TEXT PASSAGE:
╔══

The great men of science of today stand on the shoulders of giants. Joseph
Priestley was one such intellectual "giant" whose works laid the foundation
for that branch of science which we now call Chemistry. Although Priestley
is best known for his experiments with gases especially that which we now
call oxygen, he was extraordinarily prolific in his writings on other areas
of intellectual endeavors. He had important contributions in the fields of
education, moral philosophy, theology, metaphysics, political economy,
history and physical science.

Joseph Priestley was born at Fieldhead, in the parish of Birstal, not far
from Leeds, in the northern English county of Yorkshire, on March 13, 1733
according to the Old Style Calendar, the Gregorian calendar not coming into
use until 1751, after which he celebrated on March 24. He was the oldest of
the six children - four sons and two daughters - of Jonas Priestley, a
dresser and finisher of cloth and Mary Swift, a farmer's daughter. Mary,
having children so fast, sent Joseph as an infant to live at his maternal
grandfather's farm some miles away, returning to his father's house after
his mother's death only to be adopted by his childless Aunt Sarah (Mrs. John
Keighly, his father's sister) when he was nine. It was at the Keighly
household that he was exposed to discussions of theological questions and to
liberal political attitudes for many of the dissenting ministers of the
neighborhood were welcome there. He remained with his aunt until her death
in 1764.

During his boyhood, Joseph went to the local schools where he learned Greek
and Latin at an early age, and during school holidays, Hebrew. In his mid
teens he fell seriously ill with tuberculosis of the lungs, was forced to
drop out of school, and for a time abandoned his plan of entering the
ministry. As he gathered strength after his illness, he taught himself
French, Italian, and German and learned Chaldean, Syrian and Arabic.
Privately, he also learned the rudiments of geometry, algebra and

Soon he was ready to pursue the goal of his boyhood, the ministry. By this
time, however, he had started to question some of the orthodox tenets of the
Calvinist faith. He decided not to go to the Academy at Mile End, where he
would have been required to profess his loyalty every six months to ten
printed articles of the faith. He went instead to the more liberal Daventry

At this time, Dissenting Academies became the center of liberal education
since the doors of the great universities were closed to believers of
nonconformist doctrines. The academy at Daventry offered Joseph the
opportunity of learning the traditional subjects as well as natural and
experimental philosophy. It was here that his interest in natural phenomena
and experimentation was encouraged. But his dominant inclination was still
towards theology. After Daventry, Priestley accepted his first position with
a poor congregation at Needham Market in Suffolk where he remained for three
years. He was not very successful in his ministry as his preaching was
hampered by a serious speech impediment, and his popularity was diminished
by his Unitarian tendencies. He was invited to preach at Nantwich, in
Cheshire. The congregation there was more accepting of his unorthodox
theology so he felt more welcome. His responsibilities expanded to that of
schoolmaster and private tutor. The increased income enabled him to buy
instruments that he needed for his original researches.

╚══

TASK TO COMPLETE:
Write the next part of the Joseph Priestley biography, picking up right after its final sentence. None of the entries are needed here.

STORED ROWS:
╔══

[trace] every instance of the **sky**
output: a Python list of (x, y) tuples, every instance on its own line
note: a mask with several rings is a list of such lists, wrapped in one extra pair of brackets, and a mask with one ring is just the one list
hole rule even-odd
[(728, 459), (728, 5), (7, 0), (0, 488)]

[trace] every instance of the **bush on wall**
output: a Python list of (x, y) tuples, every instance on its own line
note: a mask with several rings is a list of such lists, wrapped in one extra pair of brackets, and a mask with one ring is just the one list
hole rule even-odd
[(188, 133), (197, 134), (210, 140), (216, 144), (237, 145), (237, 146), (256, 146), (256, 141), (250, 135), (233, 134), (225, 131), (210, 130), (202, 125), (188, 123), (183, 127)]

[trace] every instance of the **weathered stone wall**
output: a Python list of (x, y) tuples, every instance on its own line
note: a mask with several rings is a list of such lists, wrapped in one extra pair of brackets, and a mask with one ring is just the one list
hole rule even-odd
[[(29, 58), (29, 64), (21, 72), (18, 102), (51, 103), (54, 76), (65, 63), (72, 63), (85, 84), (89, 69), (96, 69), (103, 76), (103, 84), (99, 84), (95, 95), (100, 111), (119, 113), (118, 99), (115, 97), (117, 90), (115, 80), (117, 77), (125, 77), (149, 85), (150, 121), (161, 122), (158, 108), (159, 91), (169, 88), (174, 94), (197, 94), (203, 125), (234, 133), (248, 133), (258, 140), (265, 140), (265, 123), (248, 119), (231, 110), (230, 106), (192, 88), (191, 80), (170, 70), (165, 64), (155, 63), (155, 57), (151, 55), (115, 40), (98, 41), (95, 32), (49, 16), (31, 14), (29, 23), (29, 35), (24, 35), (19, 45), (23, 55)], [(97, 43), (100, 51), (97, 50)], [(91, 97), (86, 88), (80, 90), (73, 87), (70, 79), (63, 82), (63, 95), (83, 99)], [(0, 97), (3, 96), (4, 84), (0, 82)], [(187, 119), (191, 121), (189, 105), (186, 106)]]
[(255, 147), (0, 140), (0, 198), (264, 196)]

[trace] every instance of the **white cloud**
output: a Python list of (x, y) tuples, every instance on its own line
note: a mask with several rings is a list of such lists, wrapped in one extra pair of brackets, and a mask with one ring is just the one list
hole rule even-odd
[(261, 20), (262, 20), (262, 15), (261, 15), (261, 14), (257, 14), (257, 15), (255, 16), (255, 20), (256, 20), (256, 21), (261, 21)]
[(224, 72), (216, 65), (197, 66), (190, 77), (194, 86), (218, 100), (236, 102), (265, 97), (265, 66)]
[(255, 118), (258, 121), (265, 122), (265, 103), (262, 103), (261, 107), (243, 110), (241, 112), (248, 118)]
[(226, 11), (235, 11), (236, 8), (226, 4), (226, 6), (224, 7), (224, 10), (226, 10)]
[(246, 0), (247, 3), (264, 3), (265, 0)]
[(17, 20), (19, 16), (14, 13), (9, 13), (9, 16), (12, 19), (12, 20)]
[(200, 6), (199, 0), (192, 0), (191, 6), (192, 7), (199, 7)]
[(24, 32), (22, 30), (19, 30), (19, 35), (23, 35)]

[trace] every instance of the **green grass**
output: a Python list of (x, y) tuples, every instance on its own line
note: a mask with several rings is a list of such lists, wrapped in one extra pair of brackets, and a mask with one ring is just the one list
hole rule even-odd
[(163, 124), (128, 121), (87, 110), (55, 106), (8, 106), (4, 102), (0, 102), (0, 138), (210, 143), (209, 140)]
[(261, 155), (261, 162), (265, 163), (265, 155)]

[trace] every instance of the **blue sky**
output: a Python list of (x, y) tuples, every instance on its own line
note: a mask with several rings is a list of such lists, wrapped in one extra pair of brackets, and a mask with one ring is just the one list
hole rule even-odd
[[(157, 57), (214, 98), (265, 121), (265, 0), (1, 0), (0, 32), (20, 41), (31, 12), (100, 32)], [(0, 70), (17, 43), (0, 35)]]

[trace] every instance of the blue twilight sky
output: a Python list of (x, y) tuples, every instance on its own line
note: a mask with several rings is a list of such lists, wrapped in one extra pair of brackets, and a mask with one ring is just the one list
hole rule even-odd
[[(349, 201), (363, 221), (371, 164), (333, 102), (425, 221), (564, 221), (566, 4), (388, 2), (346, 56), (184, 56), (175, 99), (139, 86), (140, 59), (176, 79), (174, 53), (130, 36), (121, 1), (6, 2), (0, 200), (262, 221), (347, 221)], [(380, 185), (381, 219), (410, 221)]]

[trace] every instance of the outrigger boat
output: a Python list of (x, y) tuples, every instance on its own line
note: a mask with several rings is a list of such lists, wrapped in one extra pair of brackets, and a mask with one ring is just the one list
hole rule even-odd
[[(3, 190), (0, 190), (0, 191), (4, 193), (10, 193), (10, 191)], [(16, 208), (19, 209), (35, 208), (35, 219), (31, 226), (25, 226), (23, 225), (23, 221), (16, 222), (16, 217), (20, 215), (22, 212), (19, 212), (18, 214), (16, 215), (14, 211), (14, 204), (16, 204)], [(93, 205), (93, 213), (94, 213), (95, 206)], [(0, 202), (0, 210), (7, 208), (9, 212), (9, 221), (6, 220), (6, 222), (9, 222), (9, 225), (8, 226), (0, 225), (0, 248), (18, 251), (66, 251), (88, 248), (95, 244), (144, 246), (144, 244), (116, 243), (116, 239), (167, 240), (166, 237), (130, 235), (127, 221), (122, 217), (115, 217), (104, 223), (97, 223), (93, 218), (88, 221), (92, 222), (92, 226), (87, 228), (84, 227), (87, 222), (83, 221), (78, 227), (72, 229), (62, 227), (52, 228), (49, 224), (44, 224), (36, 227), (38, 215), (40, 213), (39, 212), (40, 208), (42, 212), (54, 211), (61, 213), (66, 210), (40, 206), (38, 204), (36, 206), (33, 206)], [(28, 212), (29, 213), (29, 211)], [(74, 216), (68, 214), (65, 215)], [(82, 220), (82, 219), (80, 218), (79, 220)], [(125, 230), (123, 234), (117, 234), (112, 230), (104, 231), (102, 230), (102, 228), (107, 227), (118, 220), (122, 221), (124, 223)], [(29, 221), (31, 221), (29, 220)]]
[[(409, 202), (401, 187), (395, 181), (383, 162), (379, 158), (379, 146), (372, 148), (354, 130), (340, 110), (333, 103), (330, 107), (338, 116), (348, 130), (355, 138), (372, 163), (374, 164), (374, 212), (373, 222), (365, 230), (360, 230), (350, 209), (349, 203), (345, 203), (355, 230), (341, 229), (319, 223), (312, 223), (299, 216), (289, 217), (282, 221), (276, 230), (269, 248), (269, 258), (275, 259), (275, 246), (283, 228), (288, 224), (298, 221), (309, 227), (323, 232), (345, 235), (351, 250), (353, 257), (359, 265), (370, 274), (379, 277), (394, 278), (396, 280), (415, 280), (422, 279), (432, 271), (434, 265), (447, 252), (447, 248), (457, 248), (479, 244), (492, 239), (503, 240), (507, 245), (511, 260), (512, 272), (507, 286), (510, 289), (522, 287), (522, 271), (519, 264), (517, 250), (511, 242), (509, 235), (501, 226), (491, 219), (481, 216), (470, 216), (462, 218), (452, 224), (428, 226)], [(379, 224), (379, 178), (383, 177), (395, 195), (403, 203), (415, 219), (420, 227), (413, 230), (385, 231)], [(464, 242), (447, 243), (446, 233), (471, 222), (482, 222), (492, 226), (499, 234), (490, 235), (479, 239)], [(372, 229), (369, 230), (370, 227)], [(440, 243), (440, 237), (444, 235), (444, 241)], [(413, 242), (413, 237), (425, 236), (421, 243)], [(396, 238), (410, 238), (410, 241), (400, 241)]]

╚══

ANSWER FOR THE TASK:
His success as a teacher in Nantwich opened the door to a post as tutor in
"polite" and classical languages at a new Dissenting Academy in Warrington
where he spent six happy years.

     For the first time since his academic days, he found himself in
     sympathetic surroundings. His colleagues held the same opinions
     and shared the same ideals with him. If disagreement arose on any
     point, they looked on controversy as a means of discovering the
     truth, and not as a sign of moral reprobation. (3)

> It was there in 1762 that Priestley married Mary Wilkinson, daughter of
John Wilkinson, one of the leading figures of the emerging Industrial
Revolution in England. He described his marriage as

     a very suitable and happy connexion, my wife being a woman of an
     excellent understanding, much improved by reading, of great
     fortitude and strength of mind, and of a temper in the highest
     degree affectionate and generous; feeling strongly for others, and
     little for herself. (6)

A month before his wedding, in anticipation of impending financial
obligations, he applied for and was conferred ordination to the Dissenting
ministry. His lectures on History and General Policy were his most important
work while at Warrington. Through his lectures he attempted to introduce his
students to wider realms. He expected his students to become familiar with
political theory, laws, grammar, oratory and criticism. He acquainted them
with Shakespeare, Milton, and other writers and poets of that time.

During his annual month-long visits to London, he joined the company of men
who were known for their liberal politics and their rational dissent.
Foremost among these were Richard Price, whose pamphlet, Civil Liberty, is
said to have influenced the Declaration of Independence of the American
Colonies, and Benjamin Franklin, whose friendship was crucial to his
emerging scientific career. He was introduced to scientific society and
encouraged to write The History and Present State of Electricity, which
included original experiments and illustrations in copperplate. This led to
his election as a Fellow of the Royal Society in 1766. Priestley's History
was found to be too difficult for ordinary readers so he prepared a version
that was more popular. This necessitated the inclusion of some drawings, but
he could not find anyone who could do the work. Consequently he forced
himself to learn the rules of perspective drawing, and since there was no
book to help him with these, he published one himself. In the course of this
work, he stumbled on the use of India rubber as an eraser of lead-pencil
marks. The preface to his book contains the first printed reference to India
rubber erasers.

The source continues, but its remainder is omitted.